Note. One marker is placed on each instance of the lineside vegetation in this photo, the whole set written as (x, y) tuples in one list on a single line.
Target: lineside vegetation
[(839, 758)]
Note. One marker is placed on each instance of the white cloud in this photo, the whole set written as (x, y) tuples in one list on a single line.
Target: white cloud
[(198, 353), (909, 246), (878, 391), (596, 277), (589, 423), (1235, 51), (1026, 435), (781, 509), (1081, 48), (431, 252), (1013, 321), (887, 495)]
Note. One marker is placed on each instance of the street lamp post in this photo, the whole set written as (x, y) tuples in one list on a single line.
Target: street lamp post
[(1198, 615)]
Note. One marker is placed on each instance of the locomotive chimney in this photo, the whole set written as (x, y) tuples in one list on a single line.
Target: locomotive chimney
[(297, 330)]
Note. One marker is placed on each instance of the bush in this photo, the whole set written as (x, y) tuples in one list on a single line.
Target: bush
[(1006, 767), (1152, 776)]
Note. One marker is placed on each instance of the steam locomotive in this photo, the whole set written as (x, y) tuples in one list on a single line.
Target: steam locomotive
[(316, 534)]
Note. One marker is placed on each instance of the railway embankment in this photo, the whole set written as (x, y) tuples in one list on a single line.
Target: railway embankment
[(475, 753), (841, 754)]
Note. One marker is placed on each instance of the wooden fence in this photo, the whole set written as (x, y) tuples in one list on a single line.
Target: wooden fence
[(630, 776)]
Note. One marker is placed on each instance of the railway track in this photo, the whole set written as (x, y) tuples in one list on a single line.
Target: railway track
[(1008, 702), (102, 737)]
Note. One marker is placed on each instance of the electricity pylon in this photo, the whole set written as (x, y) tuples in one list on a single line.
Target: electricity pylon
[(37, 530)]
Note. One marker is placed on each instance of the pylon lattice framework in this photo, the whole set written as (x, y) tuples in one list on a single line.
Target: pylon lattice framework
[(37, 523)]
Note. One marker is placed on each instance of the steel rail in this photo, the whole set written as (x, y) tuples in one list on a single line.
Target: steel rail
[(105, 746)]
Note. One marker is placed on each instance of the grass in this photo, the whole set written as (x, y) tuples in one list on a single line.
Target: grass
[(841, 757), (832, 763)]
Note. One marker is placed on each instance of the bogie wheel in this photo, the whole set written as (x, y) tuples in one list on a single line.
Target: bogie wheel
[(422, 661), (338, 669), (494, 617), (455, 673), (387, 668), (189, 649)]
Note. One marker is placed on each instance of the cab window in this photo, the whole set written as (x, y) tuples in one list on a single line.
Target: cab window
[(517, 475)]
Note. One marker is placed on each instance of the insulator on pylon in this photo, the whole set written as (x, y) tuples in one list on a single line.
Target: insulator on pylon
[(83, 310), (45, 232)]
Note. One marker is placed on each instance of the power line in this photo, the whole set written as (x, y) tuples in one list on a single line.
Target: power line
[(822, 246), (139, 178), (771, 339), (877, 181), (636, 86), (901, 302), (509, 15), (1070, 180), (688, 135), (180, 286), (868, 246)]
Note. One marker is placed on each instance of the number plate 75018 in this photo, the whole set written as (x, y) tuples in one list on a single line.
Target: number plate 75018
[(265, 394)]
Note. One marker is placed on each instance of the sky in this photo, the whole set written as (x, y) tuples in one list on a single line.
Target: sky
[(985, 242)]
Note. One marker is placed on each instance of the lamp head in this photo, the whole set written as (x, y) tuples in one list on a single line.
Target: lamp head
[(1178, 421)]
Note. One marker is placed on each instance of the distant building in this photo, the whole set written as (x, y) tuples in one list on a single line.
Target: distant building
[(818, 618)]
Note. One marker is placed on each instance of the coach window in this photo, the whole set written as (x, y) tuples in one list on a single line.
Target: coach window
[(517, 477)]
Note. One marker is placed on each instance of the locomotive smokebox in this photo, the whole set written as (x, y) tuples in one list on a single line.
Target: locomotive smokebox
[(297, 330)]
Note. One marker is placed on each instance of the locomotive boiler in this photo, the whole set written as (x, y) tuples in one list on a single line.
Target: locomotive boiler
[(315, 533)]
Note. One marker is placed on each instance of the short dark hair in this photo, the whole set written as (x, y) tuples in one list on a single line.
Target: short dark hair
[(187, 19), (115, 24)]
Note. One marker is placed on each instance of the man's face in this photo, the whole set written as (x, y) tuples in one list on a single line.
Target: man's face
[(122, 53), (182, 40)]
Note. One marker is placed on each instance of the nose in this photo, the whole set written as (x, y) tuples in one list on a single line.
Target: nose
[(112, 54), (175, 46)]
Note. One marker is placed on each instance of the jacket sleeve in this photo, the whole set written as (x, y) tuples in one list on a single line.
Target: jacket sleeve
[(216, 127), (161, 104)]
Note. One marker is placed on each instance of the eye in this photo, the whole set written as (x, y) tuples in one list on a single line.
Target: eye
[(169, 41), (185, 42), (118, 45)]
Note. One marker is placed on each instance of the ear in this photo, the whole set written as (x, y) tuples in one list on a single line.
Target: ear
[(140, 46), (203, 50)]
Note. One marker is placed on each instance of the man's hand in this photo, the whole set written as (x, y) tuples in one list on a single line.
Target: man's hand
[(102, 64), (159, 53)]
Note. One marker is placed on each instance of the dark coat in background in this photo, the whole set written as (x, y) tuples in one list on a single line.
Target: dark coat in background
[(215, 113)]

- - - - -

**TO DO:**
Render every line of the listing above as a numbered list, omitting any blank lines.

**ANSWER TO THE TASK:**
1. Note. One marker is placed on each instance of the lineside vegetation in this photo, the whole set written as (x, y) tuples in one list on a single line.
2. Target: lineside vegetation
3. [(839, 758)]
4. Note. One marker is placed on each instance of the white cloud in this photo, the whole set written as (x, y) tuples in one list on a single line.
5. Target: white cloud
6. [(198, 353), (909, 246), (878, 391), (596, 277), (589, 423), (1235, 51), (1026, 435), (781, 509), (1081, 48), (431, 252), (1013, 321), (887, 495)]
7. Note. One marker is placed on each instance of the street lamp post in this photo, the whole set written as (x, y) tuples in one list on a single line.
8. Target: street lamp post
9. [(1198, 615)]
10. Note. One marker is placed on each instance of the locomotive chimney in this photo, the whole set written as (x, y) tuples in one list on a single line.
11. Target: locomotive chimney
12. [(297, 330)]
13. Note. One marker is placed on each instance of the bush in this photo, the whole set written as (x, y) tuples in one list on a single line.
14. Target: bush
15. [(1006, 767), (1152, 776)]
16. Note. One marker is placed on each instance of the steam locomotive in this photo, the whole set written as (x, y) tuples in one list on a single line.
17. Target: steam locomotive
18. [(316, 534)]
19. Note. One marker is placed on each instance of the railway embankment in this photo, the whole set written as (x, y) tuples in one list on a single line.
20. Target: railway embankment
21. [(475, 753), (841, 754)]
22. Note. One marker is placed on each instance of the wooden fence in this photo, the whole set written as (x, y) tuples in one list on a single line.
23. Target: wooden fence
24. [(630, 776)]
25. Note. One marker is placed on each instance of the railway track in this photo, the whole set written as (x, y) tuples in one list on a single line.
26. Target: railway track
27. [(1008, 702), (102, 737)]
28. Note. One marker is placed on each instance of the electricity pylon in this photo, the whole set written as (x, y) tuples in one list on a single line.
29. Target: electricity pylon
30. [(37, 530)]
31. Note. One marker is placed on each instance of the pylon lattice framework in this photo, the whole set written as (x, y) tuples in one list on a single line.
32. Target: pylon lattice framework
33. [(37, 523)]
34. Note. One marker is placed on each instance of the steel rail in this photo, the whole set written as (x, y) tuples in one list on a single line.
35. Target: steel rail
36. [(105, 746)]
37. Note. One marker is placed on each instance of the grass in this photo, the whole set written as (x, y) tuples in one list on a single line.
38. Target: grass
39. [(841, 757), (832, 763)]
40. Note. One marker is placed on each instance of the bogie wheel in this photo, the whole set written as (x, y) tuples in one list on a single line.
41. Target: bogie wheel
42. [(422, 661), (338, 669), (494, 617), (455, 673), (387, 668), (189, 649)]
43. Note. One marker is placed on each instance of the cab window in this photo, the whole set written as (x, y) tuples in one list on a single line.
44. Target: cab window
45. [(517, 475)]
46. Note. One marker is placed on each instance of the insulator on pylon in this photo, the whole set written as (x, y) tuples in one list on a single line.
47. Target: insulator on pylon
48. [(83, 310), (45, 232)]
49. Note. One marker is placed on each instance of the power line in this photo, the whole set written as (x, y) tuples in one list on a single line.
50. Target: power line
51. [(822, 246), (139, 178), (771, 339), (877, 181), (636, 86), (901, 302), (509, 15), (1070, 180), (688, 135), (180, 286), (868, 246)]
52. Note. One marker is placed on each instance of the number plate 75018 in this photo, the whole set written as (x, y) tuples in one list on a single line.
53. Target: number plate 75018
54. [(265, 394)]
55. Note. One marker is placed on each instance of the sky in this photo, the whole set written as (x, y) tuples in one list on a single line.
56. Target: sky
57. [(985, 242)]
58. Note. One marker is placed on each instance of the lamp head in this photo, the whole set written as (x, y) tuples in one list on a single line.
59. Target: lamp head
60. [(1178, 421)]
61. Note. One marker is placed on each instance of the distant building in this photo, the whole set written as (x, y) tuples in one list on a single line.
62. Target: distant building
63. [(818, 618)]
64. Note. One marker is placed on each instance of the coach window in this photo, the whole set written as (x, y) tuples in one list on a single line.
65. Target: coach window
66. [(517, 477)]
67. Note. One marker is placed on each instance of the locomotive smokebox in this photo, the whole set written as (x, y) tuples in one list on a single line.
68. Target: locomotive smokebox
69. [(297, 330)]
70. Note. One marker is placed on each instance of the locomotive boiler in this photo, the whole set written as (x, y) tuples in one list on a single line.
71. Target: locomotive boiler
72. [(315, 533)]
73. Note. One marker is placed on each instance of the short dark hair in this photo, the whole set written as (x, y) tuples in one list on a single line.
74. Target: short dark hair
75. [(187, 19), (115, 24)]
76. Note. One marker is placed on each instance of the man's face in this photo, the whole set written as (x, y) tuples in one list on a single line.
77. Target: man's face
78. [(122, 53), (182, 40)]
79. Note. One marker is placed on each instance of the nose in this photo, the whole set written as (x, y) tuples in one list on a single line.
80. Target: nose
81. [(112, 54), (175, 46)]
82. Note. One marker is placed on each instance of the jacket sleeve in this photo, the whole set written as (x, y) tuples in one list on a single line.
83. Target: jacket sleeve
84. [(216, 127), (161, 104)]
85. Note. One marker is placed on each instance of the eye in this photo, the whole set written as (x, y) tuples in one list on a single line.
86. Target: eye
87. [(169, 41), (185, 42), (118, 45)]
88. Note. One marker is placed on each instance of the ear in this photo, the whole set written as (x, y) tuples in one list on a single line.
89. Target: ear
90. [(140, 46), (203, 50)]
91. Note. One marker is placed on each instance of the man's hand in this photo, the whole set written as (x, y) tuples in one list on a single line.
92. Target: man's hand
93. [(102, 64), (159, 53)]
94. Note. One marker is placed on each instance of the dark coat in background in this photo, the whole set written as (x, y) tuples in one list on a single line.
95. Target: dark coat in background
96. [(215, 113)]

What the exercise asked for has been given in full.